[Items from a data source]
━━━━━━━━

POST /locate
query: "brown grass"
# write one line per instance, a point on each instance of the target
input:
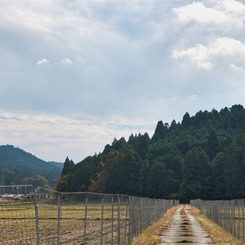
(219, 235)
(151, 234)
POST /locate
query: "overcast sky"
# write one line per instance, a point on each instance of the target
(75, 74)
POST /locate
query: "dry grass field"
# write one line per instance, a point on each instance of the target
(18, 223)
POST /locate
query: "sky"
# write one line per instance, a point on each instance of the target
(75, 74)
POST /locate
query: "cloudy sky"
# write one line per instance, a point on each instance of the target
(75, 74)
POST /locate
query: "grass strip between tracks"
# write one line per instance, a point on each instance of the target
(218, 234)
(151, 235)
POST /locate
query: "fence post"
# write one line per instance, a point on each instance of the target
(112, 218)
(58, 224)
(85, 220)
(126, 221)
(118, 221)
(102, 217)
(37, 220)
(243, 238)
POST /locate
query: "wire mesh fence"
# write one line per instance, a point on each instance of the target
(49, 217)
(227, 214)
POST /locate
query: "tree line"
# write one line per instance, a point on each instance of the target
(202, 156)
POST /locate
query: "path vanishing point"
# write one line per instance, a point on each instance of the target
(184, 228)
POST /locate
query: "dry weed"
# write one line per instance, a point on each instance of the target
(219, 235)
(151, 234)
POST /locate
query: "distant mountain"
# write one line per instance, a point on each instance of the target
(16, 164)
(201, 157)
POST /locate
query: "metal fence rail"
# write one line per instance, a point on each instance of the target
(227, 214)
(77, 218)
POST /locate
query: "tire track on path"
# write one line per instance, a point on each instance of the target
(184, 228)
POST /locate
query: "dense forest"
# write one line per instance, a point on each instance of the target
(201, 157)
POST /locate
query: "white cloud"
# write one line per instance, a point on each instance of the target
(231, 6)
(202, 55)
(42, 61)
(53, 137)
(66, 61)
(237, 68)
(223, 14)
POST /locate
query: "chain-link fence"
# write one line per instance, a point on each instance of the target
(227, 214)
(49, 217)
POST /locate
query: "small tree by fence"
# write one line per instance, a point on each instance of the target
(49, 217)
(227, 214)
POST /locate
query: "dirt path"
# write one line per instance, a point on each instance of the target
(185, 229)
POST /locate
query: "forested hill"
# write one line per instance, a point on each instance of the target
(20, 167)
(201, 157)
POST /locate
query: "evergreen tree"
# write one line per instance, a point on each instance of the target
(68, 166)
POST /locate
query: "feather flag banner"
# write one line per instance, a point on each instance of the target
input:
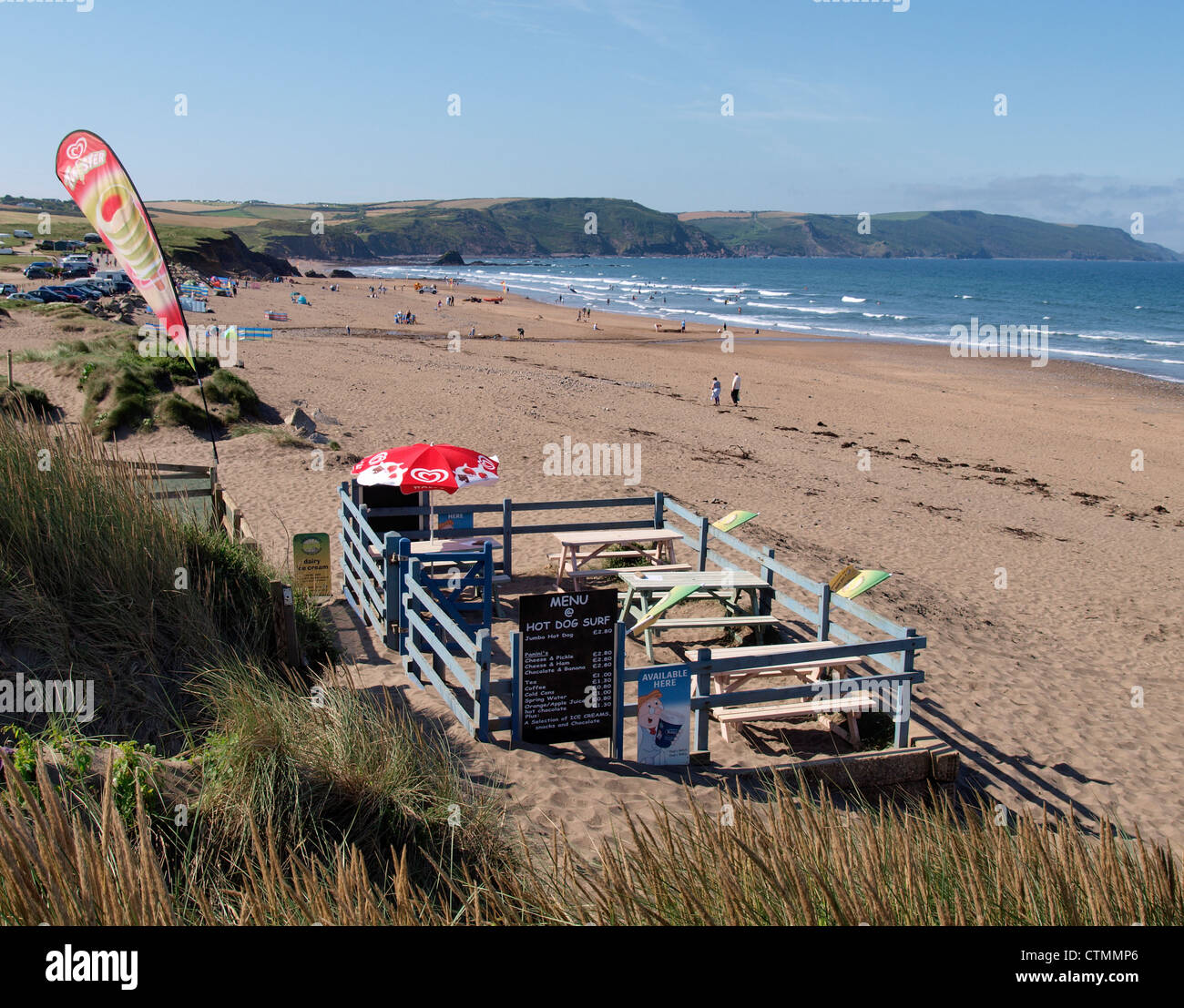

━━━━━━━━

_CHALLENGE_:
Transcribe the records word for word and include no pictures.

_THE RESULT_:
POST /locate
query: "brown grass"
# write one line per instance, a point on each instance of the target
input:
(219, 235)
(151, 234)
POST /locate
query: "overcast sky"
# write one line per instance, a point on each instance of the target
(75, 74)
POST /locate
query: "dry grass field"
# write one line per instance, a point on each instance of the target
(18, 223)
POST /locate
query: "sky"
# write one line per instance, a point on each instance of the target
(75, 74)
POST /locate
query: "cloudy sky"
# write one line per instance, a point on each instance of the target
(75, 74)
POST /locate
query: "grass strip between tracks"
# write one line per instance, a point on each instance of the target
(218, 234)
(151, 235)
POST /locate
query: "fence post"
# write one line per instance, a point on each instance of the target
(112, 218)
(58, 224)
(85, 220)
(126, 221)
(118, 221)
(102, 217)
(37, 220)
(243, 238)
POST /locate
query: "wire mesh fence"
# write one line per instance, a point on each instance of the target
(49, 217)
(227, 214)
POST /locate
query: "tree line"
# write one line per instance, a point on each instance of the target
(202, 156)
POST /locate
query: "path vanishing point"
# write one line per instance, a point on each instance of the target
(184, 228)
POST /locate
query: "dry weed"
# write one line per instance, a point on each instance of the target
(219, 235)
(151, 234)
POST /locate
query: "distant mountain"
# write one line per instance, a point on each instance of the target
(16, 164)
(201, 157)
POST /locate
query: "metal fence rail"
# write one line per instance, a point on each instance of the target
(227, 214)
(77, 218)
POST /locate
query: "tire track on path"
# write one line per instance, a point on each instance of the target
(184, 228)
POST /locate
query: "dense forest"
# write one line per instance, a point on each instance of the target
(201, 157)
POST /locate
query: "white cloud"
# write one line per instance, a point on each instance of the target
(231, 6)
(202, 55)
(42, 61)
(53, 137)
(66, 61)
(237, 68)
(223, 14)
POST /locate
query: "chain-link fence"
# write one line per instance, a point on each instance of the target
(227, 214)
(49, 217)
POST /locate
query: "small tree by fence"
# write one line per instance, a point on each instance of the target
(49, 217)
(227, 214)
POST /locate
query: "dirt path"
# write one line per instance, a point on each instance of the target
(185, 229)
POST /locate
query: "forested hill"
# write one line per instance, a point on each instance of the target
(20, 167)
(201, 157)
POST /locate
query: "evergreen tree"
# write one line per instance, a point on each instance of the target
(68, 166)
POST /locate
query: "feather flag banner"
# write one line per instance, a point on each instance of the target
input:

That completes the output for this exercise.